• EXERCISE DIRECTIONS: Gather each of the lines below that contains the string "hair", treating uppercase and lowercase letters as distinct.

....

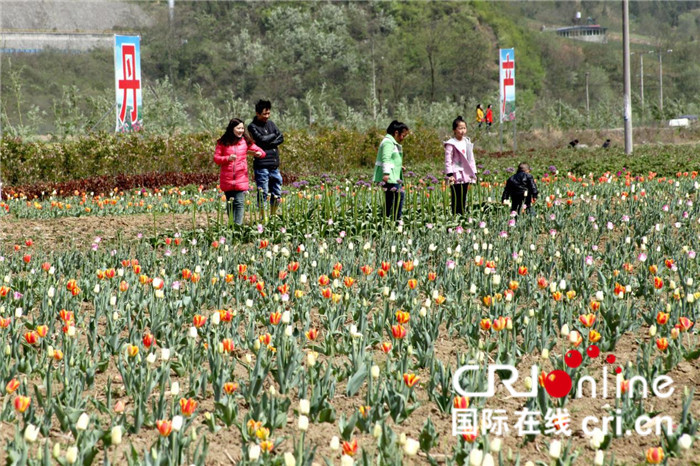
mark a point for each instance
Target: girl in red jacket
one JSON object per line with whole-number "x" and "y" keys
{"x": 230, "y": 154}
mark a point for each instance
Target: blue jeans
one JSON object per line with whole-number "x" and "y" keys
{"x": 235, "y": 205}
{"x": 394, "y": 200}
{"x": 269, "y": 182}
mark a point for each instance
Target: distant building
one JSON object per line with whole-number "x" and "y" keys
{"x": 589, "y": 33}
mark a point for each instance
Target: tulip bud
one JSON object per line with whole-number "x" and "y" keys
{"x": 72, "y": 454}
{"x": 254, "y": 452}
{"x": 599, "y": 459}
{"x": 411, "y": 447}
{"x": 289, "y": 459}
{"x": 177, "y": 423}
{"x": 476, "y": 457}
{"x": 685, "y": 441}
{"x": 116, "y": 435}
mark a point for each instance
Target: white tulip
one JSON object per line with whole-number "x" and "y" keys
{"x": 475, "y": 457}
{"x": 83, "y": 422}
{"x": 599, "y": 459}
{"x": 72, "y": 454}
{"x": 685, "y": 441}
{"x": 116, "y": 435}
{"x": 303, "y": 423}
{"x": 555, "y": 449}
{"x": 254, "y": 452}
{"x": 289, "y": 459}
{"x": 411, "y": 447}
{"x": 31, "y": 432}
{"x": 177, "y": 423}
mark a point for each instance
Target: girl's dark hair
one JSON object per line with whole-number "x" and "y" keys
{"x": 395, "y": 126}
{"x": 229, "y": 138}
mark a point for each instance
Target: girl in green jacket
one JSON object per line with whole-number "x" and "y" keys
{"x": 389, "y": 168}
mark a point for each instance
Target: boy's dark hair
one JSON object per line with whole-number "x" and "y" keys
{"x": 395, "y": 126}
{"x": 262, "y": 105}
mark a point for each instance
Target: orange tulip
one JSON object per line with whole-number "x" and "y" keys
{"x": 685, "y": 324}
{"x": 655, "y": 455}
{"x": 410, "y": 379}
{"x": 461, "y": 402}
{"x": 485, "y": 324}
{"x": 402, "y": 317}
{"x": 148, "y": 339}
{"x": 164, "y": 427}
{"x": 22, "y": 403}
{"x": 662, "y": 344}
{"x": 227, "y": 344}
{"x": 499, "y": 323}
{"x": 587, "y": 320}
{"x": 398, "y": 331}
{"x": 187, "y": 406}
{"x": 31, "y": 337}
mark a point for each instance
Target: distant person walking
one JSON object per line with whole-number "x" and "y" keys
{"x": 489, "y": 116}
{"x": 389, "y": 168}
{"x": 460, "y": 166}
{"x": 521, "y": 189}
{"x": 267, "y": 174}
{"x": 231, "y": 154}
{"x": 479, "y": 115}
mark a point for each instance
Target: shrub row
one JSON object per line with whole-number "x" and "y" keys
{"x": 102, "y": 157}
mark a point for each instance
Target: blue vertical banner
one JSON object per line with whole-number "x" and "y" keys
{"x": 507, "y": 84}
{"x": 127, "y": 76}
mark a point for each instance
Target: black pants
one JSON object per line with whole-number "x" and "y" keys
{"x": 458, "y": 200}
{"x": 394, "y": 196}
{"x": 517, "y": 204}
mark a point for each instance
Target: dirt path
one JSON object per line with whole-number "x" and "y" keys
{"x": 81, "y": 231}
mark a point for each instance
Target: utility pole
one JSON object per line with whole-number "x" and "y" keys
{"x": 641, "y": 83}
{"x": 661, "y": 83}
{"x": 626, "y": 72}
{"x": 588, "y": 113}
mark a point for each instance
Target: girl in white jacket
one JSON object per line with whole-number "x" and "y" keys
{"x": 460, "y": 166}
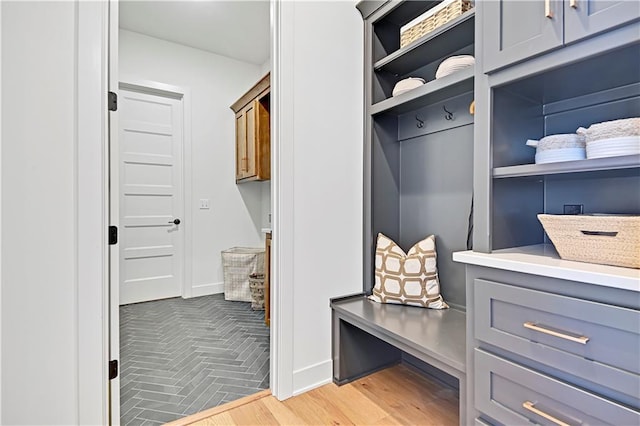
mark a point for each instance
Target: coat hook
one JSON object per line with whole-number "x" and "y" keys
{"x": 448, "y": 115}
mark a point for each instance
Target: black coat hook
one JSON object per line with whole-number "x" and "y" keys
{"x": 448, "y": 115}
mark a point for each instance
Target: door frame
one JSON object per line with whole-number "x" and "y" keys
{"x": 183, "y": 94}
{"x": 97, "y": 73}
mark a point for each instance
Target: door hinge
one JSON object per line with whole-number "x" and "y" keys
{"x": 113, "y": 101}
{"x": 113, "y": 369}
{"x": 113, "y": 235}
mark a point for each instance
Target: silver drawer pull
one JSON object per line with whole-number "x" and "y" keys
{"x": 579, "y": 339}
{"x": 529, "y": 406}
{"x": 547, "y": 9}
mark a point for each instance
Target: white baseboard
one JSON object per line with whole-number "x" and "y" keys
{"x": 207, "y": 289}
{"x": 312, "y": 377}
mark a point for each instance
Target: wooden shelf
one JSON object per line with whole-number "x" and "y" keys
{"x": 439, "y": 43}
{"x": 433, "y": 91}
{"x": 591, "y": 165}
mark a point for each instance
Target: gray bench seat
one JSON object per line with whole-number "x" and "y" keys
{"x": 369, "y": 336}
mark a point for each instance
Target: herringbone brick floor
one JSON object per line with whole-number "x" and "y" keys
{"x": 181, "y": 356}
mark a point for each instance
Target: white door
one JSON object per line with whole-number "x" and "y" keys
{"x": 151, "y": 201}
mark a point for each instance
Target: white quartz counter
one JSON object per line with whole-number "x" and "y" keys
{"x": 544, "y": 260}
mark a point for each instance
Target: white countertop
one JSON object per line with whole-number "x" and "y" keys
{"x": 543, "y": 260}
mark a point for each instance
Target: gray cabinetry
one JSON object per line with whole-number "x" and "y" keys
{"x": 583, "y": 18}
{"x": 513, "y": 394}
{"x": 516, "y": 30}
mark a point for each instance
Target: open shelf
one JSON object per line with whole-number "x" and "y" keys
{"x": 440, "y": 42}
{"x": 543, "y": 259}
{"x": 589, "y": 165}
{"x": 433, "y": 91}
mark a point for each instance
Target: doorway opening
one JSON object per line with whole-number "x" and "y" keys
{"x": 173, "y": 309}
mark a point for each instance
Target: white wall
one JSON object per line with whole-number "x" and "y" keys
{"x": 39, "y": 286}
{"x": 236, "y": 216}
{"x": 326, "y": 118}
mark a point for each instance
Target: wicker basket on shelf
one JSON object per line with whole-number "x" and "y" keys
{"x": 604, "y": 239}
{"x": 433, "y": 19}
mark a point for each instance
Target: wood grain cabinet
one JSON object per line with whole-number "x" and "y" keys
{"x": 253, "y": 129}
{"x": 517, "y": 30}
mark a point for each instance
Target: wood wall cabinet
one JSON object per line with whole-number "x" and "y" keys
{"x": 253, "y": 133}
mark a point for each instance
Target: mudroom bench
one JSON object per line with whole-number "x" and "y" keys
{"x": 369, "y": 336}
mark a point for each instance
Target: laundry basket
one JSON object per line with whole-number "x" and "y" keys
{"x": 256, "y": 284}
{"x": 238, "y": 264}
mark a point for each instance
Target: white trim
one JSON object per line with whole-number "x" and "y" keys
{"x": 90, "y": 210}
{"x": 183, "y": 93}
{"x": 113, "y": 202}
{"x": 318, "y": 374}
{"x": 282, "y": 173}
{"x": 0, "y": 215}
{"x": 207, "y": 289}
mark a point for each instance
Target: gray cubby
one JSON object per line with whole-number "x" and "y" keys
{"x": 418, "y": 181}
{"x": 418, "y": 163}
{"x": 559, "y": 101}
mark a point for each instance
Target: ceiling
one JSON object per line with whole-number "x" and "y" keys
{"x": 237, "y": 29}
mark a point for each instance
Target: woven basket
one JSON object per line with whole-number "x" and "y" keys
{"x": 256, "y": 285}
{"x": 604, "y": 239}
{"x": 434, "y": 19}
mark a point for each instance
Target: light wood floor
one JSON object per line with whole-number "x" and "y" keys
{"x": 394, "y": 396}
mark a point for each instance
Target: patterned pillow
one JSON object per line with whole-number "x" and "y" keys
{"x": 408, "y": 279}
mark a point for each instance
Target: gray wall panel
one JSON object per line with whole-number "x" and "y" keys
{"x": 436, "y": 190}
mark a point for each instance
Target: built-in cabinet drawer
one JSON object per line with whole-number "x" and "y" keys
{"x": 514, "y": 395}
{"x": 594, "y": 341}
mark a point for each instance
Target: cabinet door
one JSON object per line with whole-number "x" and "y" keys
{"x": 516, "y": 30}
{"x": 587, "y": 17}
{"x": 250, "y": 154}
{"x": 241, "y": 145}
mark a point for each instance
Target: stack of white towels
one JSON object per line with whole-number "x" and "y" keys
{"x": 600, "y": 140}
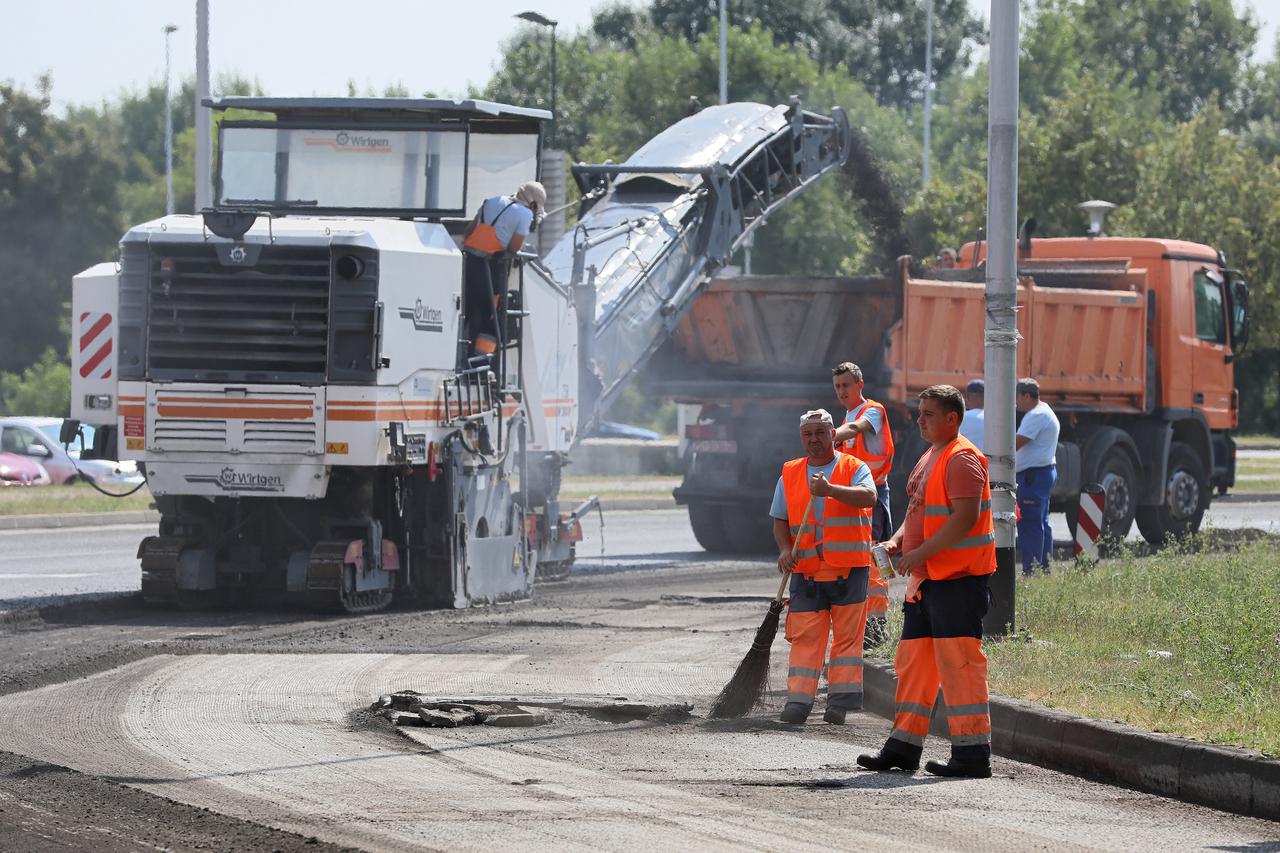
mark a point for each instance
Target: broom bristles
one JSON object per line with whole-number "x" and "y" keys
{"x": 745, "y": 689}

....

• SOLUTION FOR THIS EXERCISE:
Target: girl's dark hair
Target: boy's dark hair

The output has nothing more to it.